- [MATERIAL FOR THE TASK]:
BEGIN
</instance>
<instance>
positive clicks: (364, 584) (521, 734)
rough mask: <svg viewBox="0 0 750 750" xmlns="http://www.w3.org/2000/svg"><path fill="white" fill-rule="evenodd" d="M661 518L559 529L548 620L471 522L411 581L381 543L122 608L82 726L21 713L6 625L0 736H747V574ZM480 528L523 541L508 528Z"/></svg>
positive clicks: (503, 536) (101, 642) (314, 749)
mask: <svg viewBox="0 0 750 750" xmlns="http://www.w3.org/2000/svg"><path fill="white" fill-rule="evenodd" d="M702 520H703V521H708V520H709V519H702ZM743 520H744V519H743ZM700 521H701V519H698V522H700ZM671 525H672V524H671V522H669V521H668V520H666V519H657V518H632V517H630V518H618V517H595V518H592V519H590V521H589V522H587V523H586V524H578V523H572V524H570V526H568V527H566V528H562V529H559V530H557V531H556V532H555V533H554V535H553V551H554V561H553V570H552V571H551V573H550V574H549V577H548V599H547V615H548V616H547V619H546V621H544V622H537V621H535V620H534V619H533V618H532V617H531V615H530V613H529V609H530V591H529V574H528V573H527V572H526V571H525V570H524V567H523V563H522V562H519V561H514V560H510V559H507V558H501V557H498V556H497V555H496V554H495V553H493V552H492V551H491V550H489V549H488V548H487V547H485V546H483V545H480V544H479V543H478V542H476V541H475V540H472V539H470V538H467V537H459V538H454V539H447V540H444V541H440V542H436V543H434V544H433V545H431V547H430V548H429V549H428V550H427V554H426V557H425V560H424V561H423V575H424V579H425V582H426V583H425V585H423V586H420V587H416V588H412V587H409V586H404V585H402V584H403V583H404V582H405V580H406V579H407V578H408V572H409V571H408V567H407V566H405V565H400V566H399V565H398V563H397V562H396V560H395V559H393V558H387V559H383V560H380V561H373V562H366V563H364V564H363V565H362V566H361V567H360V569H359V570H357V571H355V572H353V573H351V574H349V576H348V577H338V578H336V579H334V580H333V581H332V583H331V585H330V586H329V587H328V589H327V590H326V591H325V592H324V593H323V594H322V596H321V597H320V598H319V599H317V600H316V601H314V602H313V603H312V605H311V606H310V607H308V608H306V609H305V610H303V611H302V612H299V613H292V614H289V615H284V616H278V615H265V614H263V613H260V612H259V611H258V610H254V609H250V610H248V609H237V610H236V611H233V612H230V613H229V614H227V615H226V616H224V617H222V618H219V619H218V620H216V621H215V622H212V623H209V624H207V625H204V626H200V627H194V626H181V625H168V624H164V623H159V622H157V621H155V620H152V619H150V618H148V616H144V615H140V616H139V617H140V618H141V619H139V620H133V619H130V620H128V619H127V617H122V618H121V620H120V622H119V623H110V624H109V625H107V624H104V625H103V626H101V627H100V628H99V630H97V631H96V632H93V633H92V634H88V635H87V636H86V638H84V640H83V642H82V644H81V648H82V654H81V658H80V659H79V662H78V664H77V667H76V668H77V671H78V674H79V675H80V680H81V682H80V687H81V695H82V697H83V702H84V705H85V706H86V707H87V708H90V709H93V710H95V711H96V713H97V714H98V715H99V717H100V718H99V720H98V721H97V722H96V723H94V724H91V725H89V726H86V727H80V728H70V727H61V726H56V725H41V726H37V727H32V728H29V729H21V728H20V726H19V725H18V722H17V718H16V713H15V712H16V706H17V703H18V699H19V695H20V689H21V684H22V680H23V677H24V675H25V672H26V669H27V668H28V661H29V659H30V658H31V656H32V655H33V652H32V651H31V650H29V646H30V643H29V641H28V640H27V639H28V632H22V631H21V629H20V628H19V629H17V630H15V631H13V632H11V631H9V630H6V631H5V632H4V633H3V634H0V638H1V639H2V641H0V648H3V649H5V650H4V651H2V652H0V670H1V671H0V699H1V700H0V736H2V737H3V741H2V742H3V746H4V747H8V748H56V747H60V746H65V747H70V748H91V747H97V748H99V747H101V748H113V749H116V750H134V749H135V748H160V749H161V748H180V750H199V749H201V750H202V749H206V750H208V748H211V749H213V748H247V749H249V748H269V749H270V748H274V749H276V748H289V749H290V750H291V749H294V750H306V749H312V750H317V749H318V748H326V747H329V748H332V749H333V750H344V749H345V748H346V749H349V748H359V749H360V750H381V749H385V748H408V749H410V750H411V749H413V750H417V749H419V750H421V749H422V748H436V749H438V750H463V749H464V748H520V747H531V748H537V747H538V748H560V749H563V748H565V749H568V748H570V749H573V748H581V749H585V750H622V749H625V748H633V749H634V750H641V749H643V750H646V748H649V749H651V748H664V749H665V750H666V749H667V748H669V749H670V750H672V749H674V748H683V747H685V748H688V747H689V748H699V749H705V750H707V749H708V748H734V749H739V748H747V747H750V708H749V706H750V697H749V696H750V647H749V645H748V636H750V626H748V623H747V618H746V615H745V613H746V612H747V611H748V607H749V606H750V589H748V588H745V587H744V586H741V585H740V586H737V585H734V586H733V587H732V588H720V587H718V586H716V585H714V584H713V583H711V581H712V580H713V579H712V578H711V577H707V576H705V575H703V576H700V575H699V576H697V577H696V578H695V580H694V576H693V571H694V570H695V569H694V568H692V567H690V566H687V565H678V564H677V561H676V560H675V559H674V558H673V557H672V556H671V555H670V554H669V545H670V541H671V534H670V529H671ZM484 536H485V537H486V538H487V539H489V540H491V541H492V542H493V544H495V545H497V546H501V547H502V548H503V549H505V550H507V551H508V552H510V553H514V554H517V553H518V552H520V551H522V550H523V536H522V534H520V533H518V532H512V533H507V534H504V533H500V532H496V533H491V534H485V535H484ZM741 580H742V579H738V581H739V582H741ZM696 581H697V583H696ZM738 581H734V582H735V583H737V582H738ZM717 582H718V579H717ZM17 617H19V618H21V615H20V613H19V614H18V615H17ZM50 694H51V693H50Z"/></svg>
END
- [EXERCISE BRIEF]: Everything from the first line of the records above through the line containing "rough mask: <svg" should be restated word for word; leave out all other lines.

- [TASK SOLUTION]:
</instance>
<instance>
positive clicks: (364, 584) (521, 734)
rough mask: <svg viewBox="0 0 750 750" xmlns="http://www.w3.org/2000/svg"><path fill="white" fill-rule="evenodd" d="M661 518L559 529L548 620L471 522L411 581L381 543L122 608L82 726L21 713L6 625L0 736H747V574ZM480 528L523 541L508 528Z"/></svg>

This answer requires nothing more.